§ **Tasks to carry out**
a - Please copy word for word the part of the worker health article starting with "Employers will have" and going on through "she says simply.".
b - List every person, place, and company or organization named in the worker health article.
c - Continue the worker health article from its last sentence.

Employers will have a ‘dream dataset’ on air pollution, comprising local dust and ambient air, allowing employers to get a full picture of how far they are meeting Workplace Exposure Limits for dust, as required under COSHH. “Our idea is that we will be able to provide on the interface an hourly report on the spikes in air pollution during a day, as well as the daily average. The technology exists, we can achieve it,” she says simply.
Worker health – a hard sell?
Flying the flag for occupational health in the fast-paced world of start-ups, 24-year-old Mehta has a busy schedule ahead of her. She’s just learned that she’s made the Barclays accelerator programme – a mentor-driven programme with industry experts working closely with startups to help them scale up fast.
Mehta, who is from Mumbai, will also be going to India in November with Innovate UK, one of a delegation of 10 who will be invited to ‘match make’ with potential investors and collaborators.

§ **Dataset**
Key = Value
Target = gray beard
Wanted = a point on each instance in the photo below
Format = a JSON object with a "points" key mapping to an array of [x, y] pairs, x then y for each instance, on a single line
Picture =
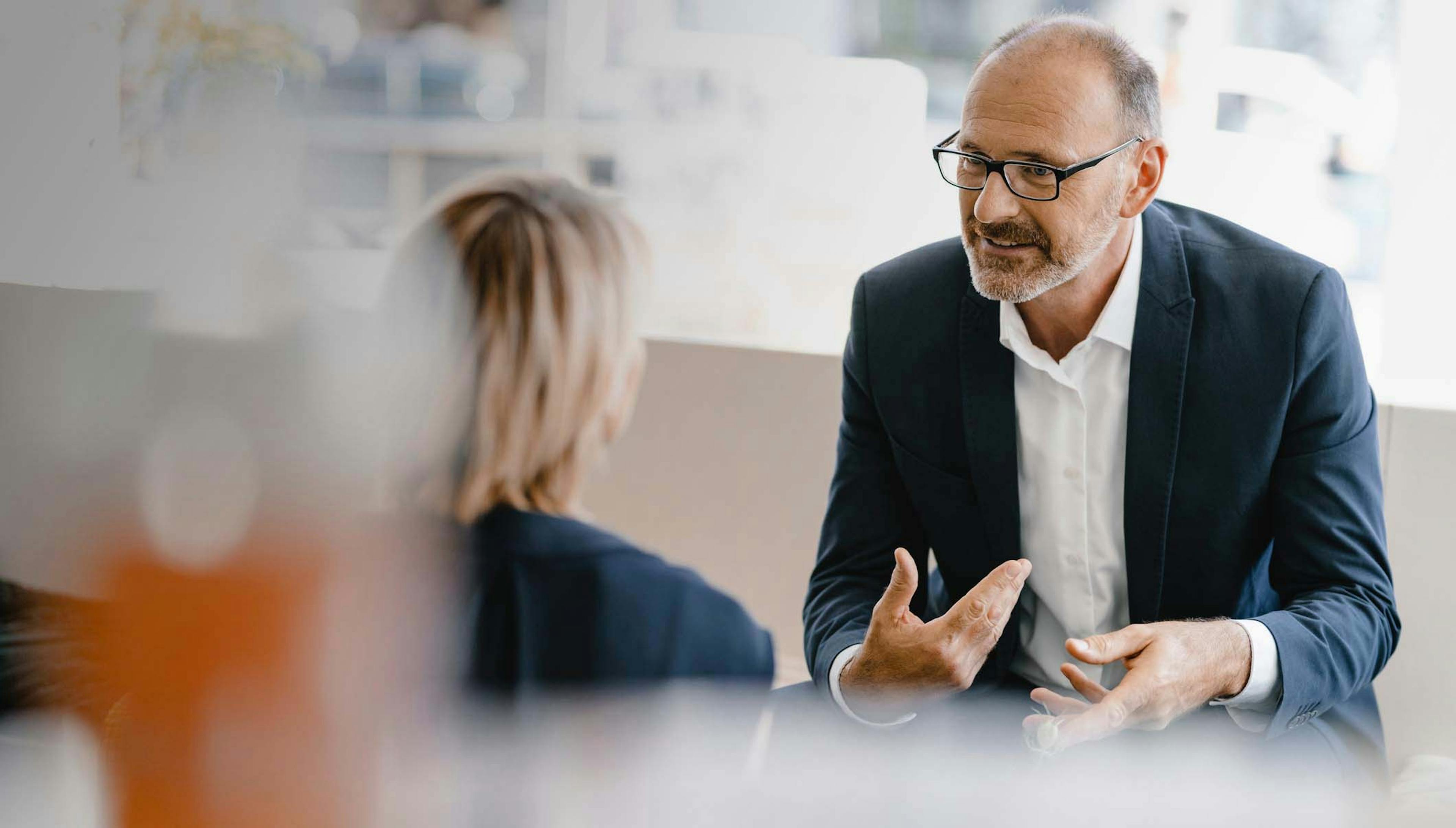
{"points": [[1005, 282]]}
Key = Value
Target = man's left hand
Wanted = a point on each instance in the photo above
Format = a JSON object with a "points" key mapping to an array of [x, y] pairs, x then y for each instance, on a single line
{"points": [[1173, 668]]}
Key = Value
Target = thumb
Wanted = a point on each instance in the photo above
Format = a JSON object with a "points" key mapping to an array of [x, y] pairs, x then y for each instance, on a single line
{"points": [[1110, 646], [902, 584]]}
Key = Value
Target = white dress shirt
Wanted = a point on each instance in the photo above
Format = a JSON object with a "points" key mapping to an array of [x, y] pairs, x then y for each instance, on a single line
{"points": [[1071, 467]]}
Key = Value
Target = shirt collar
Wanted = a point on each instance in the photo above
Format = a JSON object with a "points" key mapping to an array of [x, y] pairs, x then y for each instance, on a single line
{"points": [[1119, 316]]}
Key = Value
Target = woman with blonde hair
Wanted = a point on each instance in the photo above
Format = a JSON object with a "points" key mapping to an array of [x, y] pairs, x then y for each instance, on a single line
{"points": [[539, 374]]}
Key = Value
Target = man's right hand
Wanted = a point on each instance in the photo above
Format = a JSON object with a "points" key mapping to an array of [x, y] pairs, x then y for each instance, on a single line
{"points": [[906, 661]]}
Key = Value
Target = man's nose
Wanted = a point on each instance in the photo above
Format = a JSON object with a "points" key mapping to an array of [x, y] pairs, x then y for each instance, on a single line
{"points": [[995, 202]]}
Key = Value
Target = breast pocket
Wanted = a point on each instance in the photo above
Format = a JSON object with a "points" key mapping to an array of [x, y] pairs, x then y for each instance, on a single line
{"points": [[947, 508]]}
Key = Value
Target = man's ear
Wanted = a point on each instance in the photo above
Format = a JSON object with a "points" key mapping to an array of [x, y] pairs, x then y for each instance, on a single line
{"points": [[1148, 176]]}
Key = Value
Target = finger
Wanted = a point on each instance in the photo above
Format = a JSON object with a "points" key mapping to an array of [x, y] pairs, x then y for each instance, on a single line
{"points": [[1116, 712], [1040, 732], [903, 582], [1091, 690], [1056, 703], [1111, 646], [991, 601]]}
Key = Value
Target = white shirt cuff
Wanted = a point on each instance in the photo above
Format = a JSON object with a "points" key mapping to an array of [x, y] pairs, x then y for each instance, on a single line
{"points": [[1254, 706], [838, 667]]}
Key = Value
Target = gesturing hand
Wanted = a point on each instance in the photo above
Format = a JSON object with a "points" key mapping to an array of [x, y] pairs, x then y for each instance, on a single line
{"points": [[1173, 667], [906, 661]]}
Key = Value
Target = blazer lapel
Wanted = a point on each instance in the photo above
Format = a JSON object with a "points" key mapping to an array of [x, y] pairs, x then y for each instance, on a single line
{"points": [[1165, 311], [989, 404]]}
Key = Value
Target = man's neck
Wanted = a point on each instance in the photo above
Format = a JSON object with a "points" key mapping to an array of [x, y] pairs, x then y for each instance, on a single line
{"points": [[1061, 318]]}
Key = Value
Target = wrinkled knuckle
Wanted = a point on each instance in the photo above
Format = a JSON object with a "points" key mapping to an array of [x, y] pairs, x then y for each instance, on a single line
{"points": [[963, 676], [1117, 715], [989, 632]]}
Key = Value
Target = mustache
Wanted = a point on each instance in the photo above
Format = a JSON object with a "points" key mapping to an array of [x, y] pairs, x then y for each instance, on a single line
{"points": [[1010, 234]]}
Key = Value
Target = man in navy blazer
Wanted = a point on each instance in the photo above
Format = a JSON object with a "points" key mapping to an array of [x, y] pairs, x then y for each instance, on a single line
{"points": [[1104, 415]]}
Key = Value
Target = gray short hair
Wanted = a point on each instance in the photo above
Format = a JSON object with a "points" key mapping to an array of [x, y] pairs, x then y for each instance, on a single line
{"points": [[1135, 78]]}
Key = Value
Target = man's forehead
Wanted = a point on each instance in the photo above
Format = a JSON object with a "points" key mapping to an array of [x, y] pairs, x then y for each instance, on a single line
{"points": [[1055, 108]]}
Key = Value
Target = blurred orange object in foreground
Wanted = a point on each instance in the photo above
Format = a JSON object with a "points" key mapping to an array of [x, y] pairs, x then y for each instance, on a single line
{"points": [[222, 719]]}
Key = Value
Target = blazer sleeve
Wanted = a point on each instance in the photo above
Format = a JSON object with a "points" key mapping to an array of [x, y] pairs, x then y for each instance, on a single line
{"points": [[1337, 624], [868, 515]]}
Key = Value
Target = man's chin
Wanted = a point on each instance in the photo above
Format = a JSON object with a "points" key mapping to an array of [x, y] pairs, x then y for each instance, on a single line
{"points": [[1001, 285]]}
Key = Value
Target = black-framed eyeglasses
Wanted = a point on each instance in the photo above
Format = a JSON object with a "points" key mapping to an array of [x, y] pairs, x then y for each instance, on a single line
{"points": [[1027, 180]]}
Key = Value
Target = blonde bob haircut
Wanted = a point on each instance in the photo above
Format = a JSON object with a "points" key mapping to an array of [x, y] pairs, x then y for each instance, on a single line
{"points": [[545, 359]]}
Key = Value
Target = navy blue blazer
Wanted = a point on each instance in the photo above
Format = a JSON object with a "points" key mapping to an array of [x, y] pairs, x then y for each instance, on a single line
{"points": [[560, 603], [1253, 471]]}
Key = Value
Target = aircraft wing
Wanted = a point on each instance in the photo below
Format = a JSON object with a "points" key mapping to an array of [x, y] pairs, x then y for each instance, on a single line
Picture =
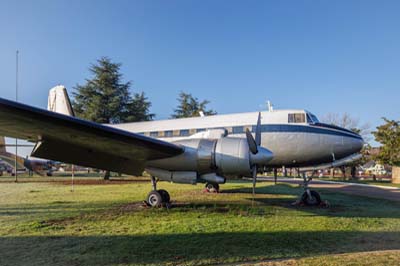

§ **Answers to the exercises**
a -
Employers will have a ‘dream dataset’ on air pollution, comprising local dust and ambient air, allowing employers to get a full picture of how far they are meeting Workplace Exposure Limits for dust, as required under COSHH. “Our idea is that we will be able to provide on the interface an hourly report on the spikes in air pollution during a day, as well as the daily average. The technology exists, we can achieve it,” she says simply.

b - Mehta, Barclays, Mumbai, India, Innovate UK

c -
While she admits occupational health is a hard sell – Mehta is the only one in her startup cohort to be working in this space –productivity is not. “The costs of worker health, insurance and the sickness and the delayed work due to dust and air pollution exposure are high – this tech might solve 60 or 70 per cent of those problems,” she tells me confidently. “When I speak to members of government in India, it sounds like a very interesting project to them, a very practical solution to their problems. People have been struggling with the current technology.”
New Delhi, India. Fire trucks spray water over streets in an attempt to clear the toxic smog cloud. Photograph: iStock
Ella’s Law
Doctors and campaigners in the UK are pushing for all of society and industry to do more to reduce air pollution.
In June, the Royal College of Physicians (RCP) published evidence showing that there are now links between air pollution and almost every organ in the body and diseases that affect them.
The RCP used the report to call on UK government to treat air quality as a public health issue. Meanwhile, the Clean Air Bill, or Ella’s Law, created in memory of nine-year-old Ella Adoo-Kissi-Debrah who became the first person to have air pollution listed as a cause of death, is getting its second reading to establish clean air as a human right in the House of Commons on 21 November.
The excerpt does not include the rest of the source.